- WHAT YOU SHOULD DO -
So that the copy matches the original, write out every entry exactly.

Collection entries
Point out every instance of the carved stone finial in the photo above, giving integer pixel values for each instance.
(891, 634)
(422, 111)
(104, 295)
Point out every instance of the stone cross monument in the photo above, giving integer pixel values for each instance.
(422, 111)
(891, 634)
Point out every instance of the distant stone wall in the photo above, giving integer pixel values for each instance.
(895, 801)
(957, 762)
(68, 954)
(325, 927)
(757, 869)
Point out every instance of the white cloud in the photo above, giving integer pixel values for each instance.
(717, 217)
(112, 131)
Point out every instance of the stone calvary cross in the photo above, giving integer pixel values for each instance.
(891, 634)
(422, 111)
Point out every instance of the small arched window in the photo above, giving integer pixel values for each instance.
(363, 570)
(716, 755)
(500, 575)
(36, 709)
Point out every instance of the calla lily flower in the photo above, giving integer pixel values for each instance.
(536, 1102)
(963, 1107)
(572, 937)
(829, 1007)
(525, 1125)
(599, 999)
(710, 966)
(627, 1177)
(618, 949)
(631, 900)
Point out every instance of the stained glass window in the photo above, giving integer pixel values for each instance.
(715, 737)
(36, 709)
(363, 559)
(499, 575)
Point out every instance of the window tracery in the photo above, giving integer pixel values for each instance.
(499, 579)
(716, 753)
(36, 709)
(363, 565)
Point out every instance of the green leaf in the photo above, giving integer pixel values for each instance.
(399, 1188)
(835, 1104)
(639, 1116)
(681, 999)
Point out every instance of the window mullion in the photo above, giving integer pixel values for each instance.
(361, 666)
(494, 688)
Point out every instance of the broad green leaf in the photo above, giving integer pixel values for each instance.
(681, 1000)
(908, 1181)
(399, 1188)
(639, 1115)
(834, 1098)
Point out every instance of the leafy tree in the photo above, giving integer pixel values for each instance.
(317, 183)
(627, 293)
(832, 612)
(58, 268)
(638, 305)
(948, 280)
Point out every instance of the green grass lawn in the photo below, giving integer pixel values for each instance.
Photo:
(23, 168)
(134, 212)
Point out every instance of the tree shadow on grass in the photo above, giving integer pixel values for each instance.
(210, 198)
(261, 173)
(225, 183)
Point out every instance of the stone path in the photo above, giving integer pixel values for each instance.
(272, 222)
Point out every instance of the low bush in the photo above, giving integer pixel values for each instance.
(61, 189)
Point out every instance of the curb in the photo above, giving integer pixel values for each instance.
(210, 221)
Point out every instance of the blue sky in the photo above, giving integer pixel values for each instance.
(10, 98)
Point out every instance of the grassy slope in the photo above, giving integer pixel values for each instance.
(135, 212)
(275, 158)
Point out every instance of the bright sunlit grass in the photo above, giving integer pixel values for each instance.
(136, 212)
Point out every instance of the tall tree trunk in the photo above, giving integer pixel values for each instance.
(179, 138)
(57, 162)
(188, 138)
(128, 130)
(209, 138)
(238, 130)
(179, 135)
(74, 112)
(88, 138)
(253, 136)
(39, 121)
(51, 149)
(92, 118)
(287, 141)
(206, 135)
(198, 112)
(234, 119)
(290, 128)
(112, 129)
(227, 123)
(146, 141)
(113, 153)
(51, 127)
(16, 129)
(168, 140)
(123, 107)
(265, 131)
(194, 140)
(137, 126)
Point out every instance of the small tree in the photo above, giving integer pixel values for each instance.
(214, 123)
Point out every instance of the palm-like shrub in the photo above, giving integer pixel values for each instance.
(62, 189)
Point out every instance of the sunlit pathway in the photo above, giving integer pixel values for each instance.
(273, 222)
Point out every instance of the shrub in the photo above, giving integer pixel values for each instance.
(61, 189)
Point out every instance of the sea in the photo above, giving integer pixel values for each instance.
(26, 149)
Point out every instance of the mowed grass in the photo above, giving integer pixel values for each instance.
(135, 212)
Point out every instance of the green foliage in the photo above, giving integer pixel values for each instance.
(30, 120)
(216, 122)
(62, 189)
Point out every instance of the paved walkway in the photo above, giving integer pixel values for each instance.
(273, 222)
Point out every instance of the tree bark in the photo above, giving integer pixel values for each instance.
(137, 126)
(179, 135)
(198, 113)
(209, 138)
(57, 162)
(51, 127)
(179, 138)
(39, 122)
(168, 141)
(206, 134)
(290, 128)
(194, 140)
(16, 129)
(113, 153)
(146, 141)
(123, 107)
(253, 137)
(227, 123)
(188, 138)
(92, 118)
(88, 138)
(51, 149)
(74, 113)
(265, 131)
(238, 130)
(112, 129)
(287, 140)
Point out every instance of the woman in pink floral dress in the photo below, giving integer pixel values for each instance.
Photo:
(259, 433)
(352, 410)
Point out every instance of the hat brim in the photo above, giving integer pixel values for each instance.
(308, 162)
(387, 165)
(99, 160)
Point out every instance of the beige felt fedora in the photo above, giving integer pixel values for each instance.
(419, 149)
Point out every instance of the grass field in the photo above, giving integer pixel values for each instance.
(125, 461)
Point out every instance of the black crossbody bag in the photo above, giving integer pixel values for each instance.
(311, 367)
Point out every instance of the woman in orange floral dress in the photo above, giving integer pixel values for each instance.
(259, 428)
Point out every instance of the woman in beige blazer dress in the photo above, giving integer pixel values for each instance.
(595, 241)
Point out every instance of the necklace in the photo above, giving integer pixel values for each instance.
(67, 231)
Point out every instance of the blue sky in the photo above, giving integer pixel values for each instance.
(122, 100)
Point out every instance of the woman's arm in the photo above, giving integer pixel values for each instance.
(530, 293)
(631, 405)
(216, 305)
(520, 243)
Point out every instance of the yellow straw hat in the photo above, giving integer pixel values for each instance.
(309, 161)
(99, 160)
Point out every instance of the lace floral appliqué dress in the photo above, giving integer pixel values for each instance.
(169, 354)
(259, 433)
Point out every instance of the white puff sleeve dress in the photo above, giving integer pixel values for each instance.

- RESPONSE AREA -
Point out every instance of the carved stone finial in the photo above, giving integer pixel values for each instance.
(891, 634)
(422, 111)
(104, 295)
Point out every instance of the stone cross monument in the photo above, giving integer pixel values for each instance.
(422, 111)
(891, 634)
Point out every instance of the distant stone wall in the photo above, giving integer pixel values for each instance.
(895, 801)
(957, 762)
(68, 954)
(325, 927)
(757, 869)
Point out every instance of the white cloud in the photo above, giving integer pixel values for each instance.
(717, 217)
(112, 131)
Point out every instance of the stone calvary cross in the photo above, giving integer pixel values for each instance.
(891, 634)
(422, 111)
Point out every instance of the small arched window in the photo above, giving integer pixel values for each instance.
(363, 570)
(716, 755)
(500, 575)
(36, 709)
Point out every instance of the calla lily flower in the photo above, giving integer pixel values for each instance.
(536, 1102)
(963, 1107)
(572, 937)
(829, 1007)
(525, 1125)
(599, 999)
(710, 966)
(627, 1177)
(618, 949)
(631, 900)
Point out every instance of the stained glass window in the photo above, giving integer pixel values for each instance.
(715, 737)
(36, 709)
(363, 559)
(499, 575)
Point out every instance of the window tracery in the photo above, giving integer pixel values for each instance.
(499, 579)
(716, 753)
(36, 709)
(363, 565)
Point out every instance of the green leaf in the photo above, giving integer pixel values for each instance.
(399, 1188)
(835, 1104)
(639, 1116)
(681, 999)
Point out every instance of the window mullion in the photo above, giving integer pixel values for each instance.
(361, 666)
(494, 688)
Point out every instance of the broad green leaf in the photo above, giving integer pixel values for each instance.
(681, 1000)
(908, 1181)
(399, 1188)
(639, 1115)
(834, 1098)
Point out every instance of the leafy tree in the photo above, giving integer pixel values for each instance.
(317, 183)
(627, 293)
(832, 612)
(58, 268)
(638, 305)
(948, 280)
Point out every instance of the green grass lawn in the photo below, giving integer pixel values for each instance.
Photo:
(23, 168)
(134, 212)
Point out every instance of the tree shadow on grass in the photo above, giving integer pixel values for each instance.
(210, 198)
(261, 173)
(225, 183)
Point out every instance of the stone path in the photo above, giving integer pixel values for each instance.
(272, 222)
Point out every instance of the low bush in the photo above, giving integer pixel values for each instance.
(61, 189)
Point out every instance of the curb in the photo above, giving integer pixel values for each instance.
(210, 221)
Point out every instance of the blue sky in the photo above, giving integer pixel values for each instance.
(10, 98)
Point out every instance of the grassy slope in the photo above, giving integer pixel values for each instance.
(135, 212)
(275, 158)
Point out every instance of the bright sunlit grass in the photo above, giving integer pixel values for each instance.
(136, 212)
Point out every instance of the tall tree trunk in the photo above, giving integer pixel values for each instance.
(179, 138)
(57, 162)
(188, 138)
(128, 130)
(209, 138)
(238, 130)
(179, 135)
(74, 112)
(88, 138)
(253, 136)
(39, 121)
(51, 149)
(92, 118)
(287, 141)
(206, 135)
(198, 112)
(234, 119)
(290, 128)
(112, 129)
(227, 123)
(146, 141)
(113, 153)
(51, 127)
(16, 129)
(168, 140)
(123, 107)
(265, 131)
(194, 140)
(137, 126)
Point out every instance of the small tree in the photo above, giving integer pixel values for each instance.
(214, 123)
Point out every instance of the palm-like shrub in the photo above, giving integer pixel values for each instance.
(62, 189)
Point out every instance of the sunlit pathway in the photo above, giving integer pixel values for each instance.
(273, 222)
Point out every instance of the shrub in the photo above, giving integer pixel values for each instance.
(61, 189)
Point out every instance of the sea in the photo above, giving integer pixel values for each instance.
(26, 149)
Point out every instance of the mowed grass in the photo above, giving integer pixel values for each instance.
(135, 212)
Point out every instance of the green foliage in the photo above, giving integer pixel values for each instance.
(30, 120)
(216, 122)
(62, 189)
Point out every instance of the paved walkway in the photo above, giving integer pixel values for each instance.
(273, 222)
Point out every instance of the tree bark in the photo above, giving integer pixel values for each instance.
(137, 126)
(179, 135)
(198, 113)
(209, 138)
(57, 162)
(51, 127)
(179, 138)
(39, 122)
(168, 141)
(206, 134)
(290, 128)
(194, 140)
(16, 129)
(113, 153)
(146, 141)
(123, 107)
(253, 137)
(227, 123)
(188, 138)
(92, 118)
(88, 138)
(51, 149)
(74, 113)
(265, 131)
(238, 130)
(112, 129)
(287, 140)
Point out every instance of the woman in pink floral dress in the photo below, giving integer pixel values for each instance.
Photo:
(259, 433)
(352, 410)
Point out every instance of the hat brim in the photo above, giving integer pixel values for each instance.
(308, 162)
(387, 165)
(99, 160)
Point out every instance of the beige felt fedora in the photo above, giving integer pixel values for each instance.
(419, 149)
Point out every instance of the grass field in the photo above, giving integer pixel values for each instance.
(125, 461)
Point out every instance of the black crossbody bag in the photo above, giving integer pixel values for each instance.
(311, 367)
Point out every instance of the woman in orange floral dress in the photo above, giving integer pixel values for each instance.
(259, 428)
Point out every instance of the woman in beige blazer dress in the photo above, giving integer pixel values for each instance.
(595, 241)
Point out every instance of the necklace in the photo above, giving integer pixel values for each instance.
(67, 231)
Point out every instance of the blue sky in the photo above, giving integer pixel values for each instance.
(122, 100)
Point out every instance of the woman's arm in the photo above, giving integer pixel values for each instance.
(530, 293)
(631, 405)
(216, 305)
(520, 243)
Point out every instance of the yellow straw hat in the photo above, giving integer pixel values for each instance.
(309, 161)
(99, 160)
Point out every instance of the lace floral appliqué dress in the photo above, giving integer pixel values for each instance.
(169, 354)
(259, 433)
Point out every instance of the white puff sleeve dress in the photo above, giving integer pixel values for each instance.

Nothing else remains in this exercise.